+++ Trecho +++

Ela alega ainda que é “difícil haver mortes por aborto induzido registradas como causas de morte, por causa dos riscos que as mulheres podem sofrer se sobreviverem” e que, por isso, as mulheres são internadas com outros diagnósticos.

Além de duvidosos, números da saúde pública desviam a discussão do aborto das questões essenciais, dizem especialistas

Lenise Garcia, professora aposentada do Instituto de Biologia da Universidade de Brasília (​UnB) e presidente do Movimento Nacional da Cidadania pela Vida, afirma que, muitas vezes, os ativistas tiram proveito da dificuldade de checagem de certos dados para apresentar estimativas duvidosas.

Ela aponta que a falta de rigor com os números por parte dos ativistas pró-aborto gera algumas situações absurdas, como as estimativas de abortos por ano no Brasil, que variam de 500 mil a 1 milhão de casos.

“Eu até já comentei que, em institutos de pesquisas nas eleições, existe aquela margem de erro de 2%, 3% para mais ou para menos… Nas estimativas para defender a legalização do aborto, a margem de erro chega a ser de 100%”, ironiza.

Segundo Lenise, a insistência no uso de estatísticas e na tentativa de trazer o debate para o campo da saúde pública também acabam desviando as discussões sobre o aborto daquilo que é essencial.

“(Usam) slogans ligados a isso, como ‘aborto é uma questão de saúde pública’, justamente por falta de argumentos reais quando se vai para o plano filosófico, de direitos humanos etc. – embora eles também argumentem, supostamente, com relação ao direito da mulher, o que eu penso que não é verdade. O direito à vida é algo que se impõe de forma muito absoluta quando a gente pensa no plano filosófico. Então, os argumentos nesse plano ficam muito mais a favor do movimento pró-vida. Inclusive, o que nos leva a defender a vida do nascituro é a percepção muito clara desse direito. Realmente é um campo no qual não querem debater”, diz a especialista.

Para o filósofo Francisco Razzo, que também é colunista da Gazeta do Povo, “independente dos dados estatísticos, a questão do aborto precisa ser pensada em relação ao que o aborto efetivamente significa, que é a interrupção de uma gestação para matar, obstruir a possibilidade da vida de alguém que já é uma pessoa; não se pode perder isso de vista”.

+++ Registros extraídos +++

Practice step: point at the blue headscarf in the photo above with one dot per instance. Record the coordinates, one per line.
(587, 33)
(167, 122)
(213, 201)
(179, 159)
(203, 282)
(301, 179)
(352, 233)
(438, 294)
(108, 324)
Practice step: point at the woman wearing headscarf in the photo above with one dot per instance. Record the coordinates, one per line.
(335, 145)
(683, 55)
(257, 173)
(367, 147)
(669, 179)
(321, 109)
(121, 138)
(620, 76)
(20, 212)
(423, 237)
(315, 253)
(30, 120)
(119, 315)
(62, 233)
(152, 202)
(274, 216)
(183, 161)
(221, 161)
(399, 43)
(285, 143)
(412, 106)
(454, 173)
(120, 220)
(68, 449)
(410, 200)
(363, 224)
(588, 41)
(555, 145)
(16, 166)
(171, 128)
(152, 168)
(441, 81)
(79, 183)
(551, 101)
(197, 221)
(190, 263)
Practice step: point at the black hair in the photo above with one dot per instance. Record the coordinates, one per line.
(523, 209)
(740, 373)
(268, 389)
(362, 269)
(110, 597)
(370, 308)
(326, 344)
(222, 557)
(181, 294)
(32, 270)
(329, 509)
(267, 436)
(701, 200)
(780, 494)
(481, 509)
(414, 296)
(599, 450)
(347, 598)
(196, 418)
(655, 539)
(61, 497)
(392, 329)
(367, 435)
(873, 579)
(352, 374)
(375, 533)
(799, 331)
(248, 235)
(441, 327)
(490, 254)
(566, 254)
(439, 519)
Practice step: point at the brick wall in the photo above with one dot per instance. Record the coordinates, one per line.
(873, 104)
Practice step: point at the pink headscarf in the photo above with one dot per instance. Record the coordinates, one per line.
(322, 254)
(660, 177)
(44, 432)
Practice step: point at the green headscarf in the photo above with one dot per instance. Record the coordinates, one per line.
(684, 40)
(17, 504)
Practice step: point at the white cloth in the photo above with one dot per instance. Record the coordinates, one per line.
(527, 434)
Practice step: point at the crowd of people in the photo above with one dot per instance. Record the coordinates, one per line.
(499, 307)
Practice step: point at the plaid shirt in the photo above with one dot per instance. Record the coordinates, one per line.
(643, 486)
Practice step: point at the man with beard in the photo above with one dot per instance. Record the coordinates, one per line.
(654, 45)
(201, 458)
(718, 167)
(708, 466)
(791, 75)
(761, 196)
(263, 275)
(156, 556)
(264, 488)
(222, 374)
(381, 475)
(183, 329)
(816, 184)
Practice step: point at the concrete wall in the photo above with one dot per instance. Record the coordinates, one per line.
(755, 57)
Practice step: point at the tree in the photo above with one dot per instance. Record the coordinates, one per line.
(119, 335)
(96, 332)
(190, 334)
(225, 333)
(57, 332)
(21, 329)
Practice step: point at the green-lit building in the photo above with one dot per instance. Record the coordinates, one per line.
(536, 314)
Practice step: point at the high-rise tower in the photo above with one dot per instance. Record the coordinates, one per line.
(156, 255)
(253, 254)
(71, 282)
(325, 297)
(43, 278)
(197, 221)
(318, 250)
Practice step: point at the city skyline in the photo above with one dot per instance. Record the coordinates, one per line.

+++

- _Instruções do exercício_:
**a)** Liste todos os números e porcentagens citados no trecho sobre o aborto.
**b)** Escreva a continuação do trecho sobre o aborto a partir da última frase.

- _Respostas por tarefa_:
**a)**
500 mil
1 milhão
2%
3%
100%

**b)**
"A quantidade de abortos, independente de qual for, não pode ser justificativa para a liberação do aborto. Não existe uma relação de cunho argumentativo, normativo, lógico e jurídico, nenhuma possibilidade de fundamentação de uma ética, nada, que justifique essa decisão com dados estatísticos”, diz ele.

"E se existisse tudo isso de abortos? E se os dados estivessem corretos? Ainda assim, isso não comprova que o aborto deve ser feito”, acrescenta.

Razzo considera ainda que “entupir o debate com dados estatísticos é uma forma de desviar a atenção daquilo que é mais importante”. Além disso, os ativistas pró-aborto costumam empregar, segundo ele, uma “retórica emotivista” e revelar um desconhecimento sobre a natureza da vida humana. Ele usa como exemplo disso um argumento comum entre abortistas de que algumas mulheres estariam se arriscando ao usar agulhas de crochê para abortar. O argumento é autocontraditório, já que grande parte dos abortistas defende a legalização do aborto para somente até 12 semanas de gestação.

“Uma mulher que enfia uma agulha no útero está fazendo isso com quantas semanas de gestação? Normalmente não vai ser abaixo de 12 semanas, porque em uma gestação com menos de 12 semanas não é necessário enfiar uma agulha no útero para fazer o aborto. Uma mulher que faz isso, geralmente, está praticando o aborto de uma gestação para além de 12 semanas”, observa ele. “Quando a gente começa a sair do campo das estatísticas, das abstrações terríveis, e começa a ir às minúcias, as estratégias retóricas vão se dissolvendo.”

Para ele, em qualquer debate sobre o aborto, não se pode perder de vista o principal: “assumir sempre o princípio de que a vida do embrião é uma vida que vale”.